→ WHAT YOU SHOULD DO: Reproduce the listing below verbatim.

Saved data entries:
● ● ● ●
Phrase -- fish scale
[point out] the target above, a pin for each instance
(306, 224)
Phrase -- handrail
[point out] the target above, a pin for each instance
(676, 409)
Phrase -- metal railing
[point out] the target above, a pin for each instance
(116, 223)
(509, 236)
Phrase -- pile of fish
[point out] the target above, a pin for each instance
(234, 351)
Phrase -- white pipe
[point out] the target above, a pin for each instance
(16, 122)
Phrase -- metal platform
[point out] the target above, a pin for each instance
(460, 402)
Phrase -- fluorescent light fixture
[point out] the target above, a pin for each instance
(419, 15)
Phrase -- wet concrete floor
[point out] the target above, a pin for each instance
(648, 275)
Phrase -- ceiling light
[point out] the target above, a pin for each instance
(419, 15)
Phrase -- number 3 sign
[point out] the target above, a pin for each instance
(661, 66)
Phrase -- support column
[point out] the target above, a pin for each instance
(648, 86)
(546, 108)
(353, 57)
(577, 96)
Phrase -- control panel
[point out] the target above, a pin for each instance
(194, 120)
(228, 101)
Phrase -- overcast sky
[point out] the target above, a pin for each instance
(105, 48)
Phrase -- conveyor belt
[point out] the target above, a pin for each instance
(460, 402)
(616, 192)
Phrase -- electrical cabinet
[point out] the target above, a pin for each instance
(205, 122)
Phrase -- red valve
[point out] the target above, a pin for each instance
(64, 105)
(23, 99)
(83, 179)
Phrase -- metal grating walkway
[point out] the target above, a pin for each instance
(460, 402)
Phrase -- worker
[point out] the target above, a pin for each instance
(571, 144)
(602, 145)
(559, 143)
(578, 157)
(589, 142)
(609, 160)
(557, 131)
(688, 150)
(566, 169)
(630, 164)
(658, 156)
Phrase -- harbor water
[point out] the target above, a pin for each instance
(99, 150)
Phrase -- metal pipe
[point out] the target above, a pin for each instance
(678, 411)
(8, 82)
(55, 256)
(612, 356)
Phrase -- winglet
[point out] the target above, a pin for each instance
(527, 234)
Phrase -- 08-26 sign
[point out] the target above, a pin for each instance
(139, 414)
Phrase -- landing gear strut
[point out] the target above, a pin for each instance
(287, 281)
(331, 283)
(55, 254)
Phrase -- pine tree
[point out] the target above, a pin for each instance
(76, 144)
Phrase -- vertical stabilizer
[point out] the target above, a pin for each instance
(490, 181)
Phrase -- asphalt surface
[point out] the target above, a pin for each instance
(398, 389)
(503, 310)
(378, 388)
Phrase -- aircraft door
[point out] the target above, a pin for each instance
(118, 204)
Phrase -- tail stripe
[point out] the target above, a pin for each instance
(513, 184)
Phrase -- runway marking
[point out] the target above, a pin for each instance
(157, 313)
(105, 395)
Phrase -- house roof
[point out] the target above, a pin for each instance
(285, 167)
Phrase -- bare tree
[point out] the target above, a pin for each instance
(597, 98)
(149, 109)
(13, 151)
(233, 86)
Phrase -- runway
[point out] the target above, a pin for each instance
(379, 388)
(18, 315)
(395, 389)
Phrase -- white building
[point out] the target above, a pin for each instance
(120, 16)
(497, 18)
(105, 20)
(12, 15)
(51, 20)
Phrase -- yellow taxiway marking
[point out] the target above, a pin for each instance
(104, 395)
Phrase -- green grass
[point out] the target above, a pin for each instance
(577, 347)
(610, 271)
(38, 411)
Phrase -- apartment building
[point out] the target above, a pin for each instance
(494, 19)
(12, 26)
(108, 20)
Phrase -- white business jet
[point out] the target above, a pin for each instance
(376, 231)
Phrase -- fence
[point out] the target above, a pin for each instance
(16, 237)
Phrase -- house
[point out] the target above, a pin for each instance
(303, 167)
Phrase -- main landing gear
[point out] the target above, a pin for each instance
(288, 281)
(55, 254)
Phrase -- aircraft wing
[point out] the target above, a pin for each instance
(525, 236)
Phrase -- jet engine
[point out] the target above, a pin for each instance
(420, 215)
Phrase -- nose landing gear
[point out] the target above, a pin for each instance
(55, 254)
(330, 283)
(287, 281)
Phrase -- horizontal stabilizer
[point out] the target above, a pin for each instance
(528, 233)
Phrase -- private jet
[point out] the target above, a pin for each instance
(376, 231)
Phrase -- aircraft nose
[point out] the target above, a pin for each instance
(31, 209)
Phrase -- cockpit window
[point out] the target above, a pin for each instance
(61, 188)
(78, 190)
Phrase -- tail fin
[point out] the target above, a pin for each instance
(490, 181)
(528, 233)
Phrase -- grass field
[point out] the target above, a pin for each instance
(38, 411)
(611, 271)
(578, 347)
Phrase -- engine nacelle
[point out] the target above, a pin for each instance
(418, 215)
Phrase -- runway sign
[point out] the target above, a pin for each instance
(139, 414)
● ● ● ●
→ RESULT FOR THIS TASK:
Phrase -- fish scale
[point out] the target above, a pin for each instance
(306, 224)
Phrase -- handrail
[point out] the target above, a pin for each instance
(676, 409)
Phrase -- metal railing
[point out] the target above, a pin for each instance
(116, 223)
(509, 236)
Phrase -- pile of fish
[point out] the target above, a pin for each instance
(234, 351)
Phrase -- white pipe
[point out] the target above, a pin for each instance
(16, 122)
Phrase -- metal platform
[point out] the target above, a pin for each instance
(460, 402)
Phrase -- fluorescent light fixture
[point out] the target above, a pin for each instance
(419, 15)
Phrase -- wet concrete floor
[point out] the target above, a pin for each instance
(648, 275)
Phrase -- ceiling light
[point out] the target above, a pin for each instance
(419, 15)
Phrase -- number 3 sign
[point out] the target above, a pin for each instance
(661, 66)
Phrase -- support column
[point out] the target above, a pin for each instance
(648, 86)
(546, 108)
(353, 57)
(577, 96)
Phrase -- control panel
[point out] the target above, a pin for each instance
(194, 120)
(228, 101)
Phrase -- overcast sky
[point out] the target above, a pin for each instance
(105, 48)
Phrase -- conveyor belt
[point out] the target above, a pin for each instance
(460, 402)
(616, 192)
Phrase -- electrical cabinet
[point out] the target above, a pin for each instance
(205, 122)
Phrase -- red valve
[point out] the target above, a pin for each instance
(64, 105)
(23, 99)
(83, 179)
Phrase -- metal grating walkway
[point out] the target above, a pin for each instance
(460, 402)
Phrase -- worker
[point out] the target above, a pin for each instance
(571, 144)
(602, 145)
(559, 143)
(578, 157)
(589, 142)
(609, 160)
(557, 131)
(688, 150)
(566, 169)
(630, 164)
(658, 156)
Phrase -- harbor water
[point out] the target above, a pin for each instance
(99, 150)
Phrase -- metal pipe
[point out] the target above, a pin for each instance
(678, 411)
(8, 82)
(55, 256)
(612, 356)
Phrase -- winglet
[point out] the target above, a pin for each instance
(527, 234)
Phrase -- 08-26 sign
[point out] the target above, a pin for each instance
(139, 414)
Phrase -- landing gear strut
[point out] the target above, a pin for each instance
(287, 281)
(331, 283)
(55, 254)
Phrase -- pine tree
[point out] the target above, a pin for each instance
(76, 144)
Phrase -- vertical stabilizer
[point out] the target above, a pin for each instance
(490, 181)
Phrase -- asphalt surface
[point out] the target above, a pin for each instance
(398, 389)
(503, 310)
(378, 388)
Phrase -- aircraft door
[point out] the target above, a pin for each instance
(118, 204)
Phrase -- tail stripe
[point out] the target above, a pin for each instance
(513, 184)
Phrase -- runway marking
[point out] the target above, a pin for each instance
(157, 313)
(105, 395)
Phrase -- house roof
[point out] the target above, a pin for each instance
(285, 167)
Phrase -- bare tree
[point out] the target above, a pin for each instance
(597, 98)
(149, 109)
(13, 151)
(233, 86)
Phrase -- runway
[point out] the target above, a pin for each instance
(379, 388)
(18, 315)
(395, 389)
Phrase -- white building
[point out] the target above, a pin for each instance
(120, 16)
(497, 18)
(105, 20)
(12, 15)
(51, 20)
Phrase -- yellow taxiway marking
[point out] the target above, a pin for each instance
(104, 395)
Phrase -- green grass
[point out] the target above, a pin for each instance
(577, 347)
(610, 271)
(38, 411)
Phrase -- apartment building
[point out] the target above, a pin for each instance
(494, 19)
(12, 26)
(108, 20)
Phrase -- white business jet
[point out] the target above, a pin for each instance
(376, 231)
Phrase -- fence
[point out] the target above, a pin for each instance
(16, 237)
Phrase -- house
[point out] the target above, a pin for each instance
(303, 167)
Phrase -- main landing gear
[point out] the target above, a pin for each instance
(288, 281)
(55, 254)
Phrase -- aircraft wing
[point out] the target above, a pin for each instance
(525, 236)
Phrase -- jet engine
[point out] the target above, a pin for each instance
(420, 215)
Phrase -- nose landing gear
[point out] the target above, a pin for each instance
(55, 254)
(330, 283)
(287, 281)
Phrase -- horizontal stabilizer
[point out] the target above, a pin for each instance
(528, 233)
Phrase -- private jet
[point out] the target above, a pin for each instance
(376, 231)
Phrase -- aircraft nose
[point out] the target above, a pin for each instance
(31, 209)
Phrase -- cockpit window
[point out] the target above, a pin for each instance
(61, 188)
(78, 190)
Phrase -- tail fin
[point out] the target above, a pin for each instance
(490, 181)
(528, 233)
Phrase -- grass field
[point out] the target above, a pin for each instance
(38, 411)
(611, 271)
(578, 347)
Phrase -- engine nacelle
[point out] the target above, a pin for each instance
(418, 215)
Phrase -- runway sign
[point out] the target above, a pin for each instance
(139, 414)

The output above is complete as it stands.